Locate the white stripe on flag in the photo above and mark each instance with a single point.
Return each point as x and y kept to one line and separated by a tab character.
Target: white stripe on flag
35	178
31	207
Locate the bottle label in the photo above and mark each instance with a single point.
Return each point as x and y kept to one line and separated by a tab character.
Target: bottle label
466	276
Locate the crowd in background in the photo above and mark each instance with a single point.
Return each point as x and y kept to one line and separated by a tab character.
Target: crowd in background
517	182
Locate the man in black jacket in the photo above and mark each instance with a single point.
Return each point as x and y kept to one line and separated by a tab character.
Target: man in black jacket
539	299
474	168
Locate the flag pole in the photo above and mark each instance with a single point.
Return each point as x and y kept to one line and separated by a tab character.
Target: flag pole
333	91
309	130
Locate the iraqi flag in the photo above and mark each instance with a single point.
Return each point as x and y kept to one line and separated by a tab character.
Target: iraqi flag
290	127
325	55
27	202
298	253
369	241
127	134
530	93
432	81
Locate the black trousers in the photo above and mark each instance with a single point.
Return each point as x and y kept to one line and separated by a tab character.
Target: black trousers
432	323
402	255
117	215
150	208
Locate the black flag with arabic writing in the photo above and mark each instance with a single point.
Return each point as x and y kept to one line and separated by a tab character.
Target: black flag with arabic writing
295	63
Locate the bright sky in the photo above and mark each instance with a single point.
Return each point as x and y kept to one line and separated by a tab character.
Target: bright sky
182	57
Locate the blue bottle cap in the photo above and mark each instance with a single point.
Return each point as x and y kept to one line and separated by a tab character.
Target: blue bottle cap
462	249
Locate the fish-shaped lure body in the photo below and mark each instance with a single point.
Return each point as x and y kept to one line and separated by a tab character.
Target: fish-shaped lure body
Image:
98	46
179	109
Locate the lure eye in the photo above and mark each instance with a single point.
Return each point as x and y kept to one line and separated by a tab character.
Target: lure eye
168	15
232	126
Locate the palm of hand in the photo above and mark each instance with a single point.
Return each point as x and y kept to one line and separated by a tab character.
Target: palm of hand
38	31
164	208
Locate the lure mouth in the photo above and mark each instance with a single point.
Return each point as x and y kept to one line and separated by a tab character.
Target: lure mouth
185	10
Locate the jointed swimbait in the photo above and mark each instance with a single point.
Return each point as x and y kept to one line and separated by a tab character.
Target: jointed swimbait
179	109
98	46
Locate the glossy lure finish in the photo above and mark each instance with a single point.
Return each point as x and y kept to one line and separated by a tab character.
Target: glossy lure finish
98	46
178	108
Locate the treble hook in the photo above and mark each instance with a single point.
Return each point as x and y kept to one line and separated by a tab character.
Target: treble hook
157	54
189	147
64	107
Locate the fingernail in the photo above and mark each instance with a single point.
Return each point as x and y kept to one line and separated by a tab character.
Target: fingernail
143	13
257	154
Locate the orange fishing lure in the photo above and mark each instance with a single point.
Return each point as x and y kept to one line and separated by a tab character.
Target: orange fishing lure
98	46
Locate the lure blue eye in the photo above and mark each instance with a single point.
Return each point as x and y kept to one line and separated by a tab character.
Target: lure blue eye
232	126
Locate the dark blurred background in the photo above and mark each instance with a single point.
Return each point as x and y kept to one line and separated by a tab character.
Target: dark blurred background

********************

> _GIVEN PROBLEM_:
Faithfully copy every entry, leaving nothing out.

> _FINISHED ANSWER_:
Locate the white stripe on flag in the photo above and mark each instance with a single point.
Return each point as x and y kept to one line and separated by a tab character.
Target: white stripe on flag
35	178
31	207
Locate the bottle label in the photo above and mark each instance with a single point.
Return each point as x and y kept to one line and separated by a tab character.
Target: bottle label
466	276
Locate the crowd in background in the photo above and mark each instance with a single point.
Return each point as x and y kept to one line and separated by a tab character.
Target: crowd in background
517	182
Locate the man in black jacket in the photo above and mark each instance with a single point.
Return each point as x and y kept to one line and separated by a tab character.
Target: man in black jacket
539	299
474	168
Locate the flag pole in the photo above and mark each instance with a single point.
Return each point as x and y kept to one line and separated by a tab character.
Target: flag pole
333	91
309	130
Locate the iraqi flag in the photo above and mark each instance with a single point.
Return each point as x and y kept to one line and separated by a tab character.
Target: iraqi flag
290	127
325	55
27	202
298	253
369	241
127	134
530	93
432	81
Locate the black trousers in the photo above and mark each instance with a single point.
Return each point as x and y kept to one line and separated by a tab character.
Target: black trousers
432	323
402	255
117	215
150	208
Locate the black flag with arabic writing in the photo above and mark each instance with a single point.
Return each point as x and y kept to one line and separated by a tab character.
Target: black flag with arabic writing
295	63
Locate the bright sky in the photo above and mark each instance with a single point.
Return each point as x and y kept to one line and separated by a tab character.
Target: bright sky
182	57
Locate the blue bottle cap in the photo above and mark each instance with a single point.
Return each point as x and y kept to one line and separated by a tab character.
Target: blue bottle cap
462	249
Locate the fish-shaped lure body in the photo below and mark each instance with a single point.
Return each point as x and y kept to one line and separated by a tab character.
Target: fish-shaped lure body
Image:
98	46
179	109
Locate the lure eye in the photo above and mark each instance with a single point.
Return each point as x and y kept to one line and separated by a tab character.
Target: lure eye
168	15
232	126
Locate the palm of hand in the photo above and mark each instance with a single point.
Return each point as x and y kept to one line and separated by a tab character.
Target: palm of hand
38	31
164	208
Locate the lure mouth in the photo above and mark each instance with a single point.
Return each point as x and y kept to one line and separated by a tab character.
Target: lure mouth
185	10
Locate the jointed swimbait in the photo above and mark each instance with a single point.
Return each point as x and y kept to one line and separated by a tab character.
Target: jointed swimbait
179	109
98	46
Locate the glossy lure finish in the photo above and mark each instance with a single point.
Return each point as x and y kept to one line and separated by a tab character.
Target: glossy lure finish
98	46
178	108
Locate the treble hook in the photo above and mark each instance with a single point.
Return each point as x and y kept to one line and separated by a tab character.
Target: treble hook
157	54
189	147
64	107
Locate the fingernail in the photo above and mark each instance with a single point.
Return each point as x and y kept to one line and separated by a tab character.
Target: fingernail
143	13
257	154
Locate the orange fishing lure in the photo above and mark each instance with a single point.
Return each point as x and y kept to one line and separated by a tab character.
Target: orange fishing lure
98	46
Locate the lure blue eye in the photo above and mark each instance with a single point.
Return each point as x and y kept to one line and separated by a tab character.
Target: lure blue eye
232	126
Locate the dark blurred background in the photo above and mark each instance with a single point.
Return each point as x and y kept to one line and separated by a tab character.
Target: dark blurred background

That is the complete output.